A block of data:

____

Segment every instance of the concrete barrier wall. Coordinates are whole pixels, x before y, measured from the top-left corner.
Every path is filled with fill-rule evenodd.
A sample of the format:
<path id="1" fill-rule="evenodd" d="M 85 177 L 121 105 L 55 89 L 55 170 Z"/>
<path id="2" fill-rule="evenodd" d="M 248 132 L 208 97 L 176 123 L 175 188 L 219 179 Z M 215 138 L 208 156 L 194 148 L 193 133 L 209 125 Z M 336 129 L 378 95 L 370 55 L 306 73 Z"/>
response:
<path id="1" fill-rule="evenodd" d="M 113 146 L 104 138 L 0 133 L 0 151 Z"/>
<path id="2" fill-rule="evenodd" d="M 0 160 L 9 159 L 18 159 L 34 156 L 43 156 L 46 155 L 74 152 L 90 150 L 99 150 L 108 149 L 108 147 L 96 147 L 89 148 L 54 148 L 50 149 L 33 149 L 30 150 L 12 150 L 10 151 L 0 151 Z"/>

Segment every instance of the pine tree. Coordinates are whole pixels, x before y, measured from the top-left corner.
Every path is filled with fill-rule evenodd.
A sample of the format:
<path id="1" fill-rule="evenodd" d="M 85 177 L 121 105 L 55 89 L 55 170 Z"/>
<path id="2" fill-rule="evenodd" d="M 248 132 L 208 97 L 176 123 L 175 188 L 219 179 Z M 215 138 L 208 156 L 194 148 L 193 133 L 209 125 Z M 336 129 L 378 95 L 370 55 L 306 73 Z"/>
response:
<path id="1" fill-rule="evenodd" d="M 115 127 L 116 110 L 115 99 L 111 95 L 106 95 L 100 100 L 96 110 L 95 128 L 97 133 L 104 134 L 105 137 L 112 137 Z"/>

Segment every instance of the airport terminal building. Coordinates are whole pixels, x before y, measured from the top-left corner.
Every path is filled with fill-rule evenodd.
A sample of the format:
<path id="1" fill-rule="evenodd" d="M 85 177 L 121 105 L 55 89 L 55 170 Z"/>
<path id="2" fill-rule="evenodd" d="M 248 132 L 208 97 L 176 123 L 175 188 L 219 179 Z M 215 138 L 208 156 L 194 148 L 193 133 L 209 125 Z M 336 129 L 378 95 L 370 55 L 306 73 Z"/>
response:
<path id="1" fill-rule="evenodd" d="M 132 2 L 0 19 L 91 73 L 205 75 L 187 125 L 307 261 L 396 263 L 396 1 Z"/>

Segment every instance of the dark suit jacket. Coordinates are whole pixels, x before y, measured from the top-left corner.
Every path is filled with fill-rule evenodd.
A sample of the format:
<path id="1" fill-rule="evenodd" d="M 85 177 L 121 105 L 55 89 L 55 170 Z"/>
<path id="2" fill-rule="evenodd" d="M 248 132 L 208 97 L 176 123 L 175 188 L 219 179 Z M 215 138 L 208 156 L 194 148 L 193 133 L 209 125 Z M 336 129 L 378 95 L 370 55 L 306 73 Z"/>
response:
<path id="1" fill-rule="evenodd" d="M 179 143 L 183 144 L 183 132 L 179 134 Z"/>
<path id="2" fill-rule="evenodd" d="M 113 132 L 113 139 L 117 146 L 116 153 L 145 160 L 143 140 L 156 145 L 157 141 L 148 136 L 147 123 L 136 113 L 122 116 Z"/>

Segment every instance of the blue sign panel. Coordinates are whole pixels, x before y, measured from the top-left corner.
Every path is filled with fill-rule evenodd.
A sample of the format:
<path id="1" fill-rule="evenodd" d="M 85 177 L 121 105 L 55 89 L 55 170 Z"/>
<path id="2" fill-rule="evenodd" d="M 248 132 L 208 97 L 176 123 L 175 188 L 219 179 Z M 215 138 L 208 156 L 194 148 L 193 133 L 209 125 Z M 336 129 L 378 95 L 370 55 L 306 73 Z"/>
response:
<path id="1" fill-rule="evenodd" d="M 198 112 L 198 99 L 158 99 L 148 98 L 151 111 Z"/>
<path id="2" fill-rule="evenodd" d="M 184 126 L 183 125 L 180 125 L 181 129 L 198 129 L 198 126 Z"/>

____

Instructions to follow:
Copy the lines above unchanged, starting with the line that contains "Segment every instance of the dark" and going on through the last line of the records.

Solution for this problem:
Segment every instance of the dark suit jacket. Coordinates are whole pixels, x before y, measured from the top-left corner.
Every path is filled with fill-rule evenodd.
A sample of the format:
<path id="1" fill-rule="evenodd" d="M 85 177 L 121 105 L 55 89 L 55 170 Z"/>
<path id="2" fill-rule="evenodd" d="M 248 132 L 208 97 L 176 123 L 175 188 L 219 179 Z M 215 138 L 208 156 L 194 148 L 193 133 L 209 125 Z M 336 129 L 378 95 L 370 55 L 306 73 Z"/>
response:
<path id="1" fill-rule="evenodd" d="M 179 143 L 183 144 L 183 132 L 179 134 Z"/>
<path id="2" fill-rule="evenodd" d="M 113 132 L 113 139 L 117 146 L 116 153 L 145 160 L 143 140 L 156 145 L 157 141 L 148 136 L 147 123 L 136 113 L 122 116 Z"/>

Segment every instance of the blue sign panel. Coordinates are whole pixels, x before y, measured from the top-left corner.
Every path is filled with fill-rule evenodd.
A sample of the format:
<path id="1" fill-rule="evenodd" d="M 85 177 L 121 105 L 55 89 L 55 170 Z"/>
<path id="2" fill-rule="evenodd" d="M 248 132 L 208 97 L 176 123 L 175 188 L 219 179 Z M 215 138 L 208 156 L 194 148 L 193 133 L 209 125 Z M 336 129 L 378 95 L 370 55 L 306 73 Z"/>
response:
<path id="1" fill-rule="evenodd" d="M 198 112 L 198 99 L 158 99 L 148 98 L 151 111 Z"/>
<path id="2" fill-rule="evenodd" d="M 184 126 L 183 125 L 180 125 L 181 129 L 198 129 L 198 126 Z"/>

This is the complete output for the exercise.